### SUPPLIED RECORDS
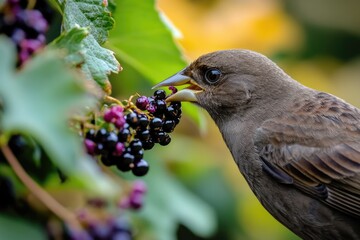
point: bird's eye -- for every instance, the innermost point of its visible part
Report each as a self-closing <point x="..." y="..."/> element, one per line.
<point x="212" y="75"/>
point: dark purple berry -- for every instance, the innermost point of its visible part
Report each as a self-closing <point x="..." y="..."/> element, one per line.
<point x="176" y="105"/>
<point x="101" y="135"/>
<point x="158" y="136"/>
<point x="143" y="135"/>
<point x="136" y="200"/>
<point x="108" y="160"/>
<point x="119" y="149"/>
<point x="90" y="134"/>
<point x="140" y="168"/>
<point x="160" y="106"/>
<point x="90" y="146"/>
<point x="100" y="149"/>
<point x="168" y="126"/>
<point x="173" y="89"/>
<point x="123" y="167"/>
<point x="139" y="187"/>
<point x="120" y="123"/>
<point x="127" y="158"/>
<point x="171" y="112"/>
<point x="151" y="108"/>
<point x="166" y="140"/>
<point x="111" y="141"/>
<point x="160" y="94"/>
<point x="143" y="121"/>
<point x="138" y="155"/>
<point x="124" y="135"/>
######
*PROMPT:* Put every line of the records above into a JSON list of strings, one string per line, with blank lines and the pictures left out.

*ANSWER TO THIS EXERCISE:*
[
  "point: bird's eye -- for every instance, the innermost point of its visible part",
  "Report each as a self-closing <point x=\"...\" y=\"...\"/> element, one per line.",
  "<point x=\"212\" y=\"75\"/>",
  "point: dark purple berry -- for every instance, the innermost point of its visible part",
  "Report each as a self-closing <point x=\"...\" y=\"...\"/> element, one per line.",
  "<point x=\"176\" y=\"105\"/>",
  "<point x=\"101\" y=\"135\"/>",
  "<point x=\"158\" y=\"136\"/>",
  "<point x=\"143\" y=\"135\"/>",
  "<point x=\"136\" y=\"200\"/>",
  "<point x=\"108\" y=\"160\"/>",
  "<point x=\"119\" y=\"149\"/>",
  "<point x=\"90\" y=\"134\"/>",
  "<point x=\"140\" y=\"168\"/>",
  "<point x=\"160\" y=\"106\"/>",
  "<point x=\"90\" y=\"146\"/>",
  "<point x=\"100\" y=\"149\"/>",
  "<point x=\"168\" y=\"126\"/>",
  "<point x=\"173\" y=\"89\"/>",
  "<point x=\"123\" y=\"167\"/>",
  "<point x=\"139\" y=\"187\"/>",
  "<point x=\"120\" y=\"123\"/>",
  "<point x=\"127\" y=\"158\"/>",
  "<point x=\"171\" y=\"112\"/>",
  "<point x=\"151\" y=\"108\"/>",
  "<point x=\"166\" y=\"140\"/>",
  "<point x=\"111\" y=\"141\"/>",
  "<point x=\"160\" y=\"94\"/>",
  "<point x=\"143\" y=\"121\"/>",
  "<point x=\"138\" y=\"155\"/>",
  "<point x=\"124\" y=\"135\"/>"
]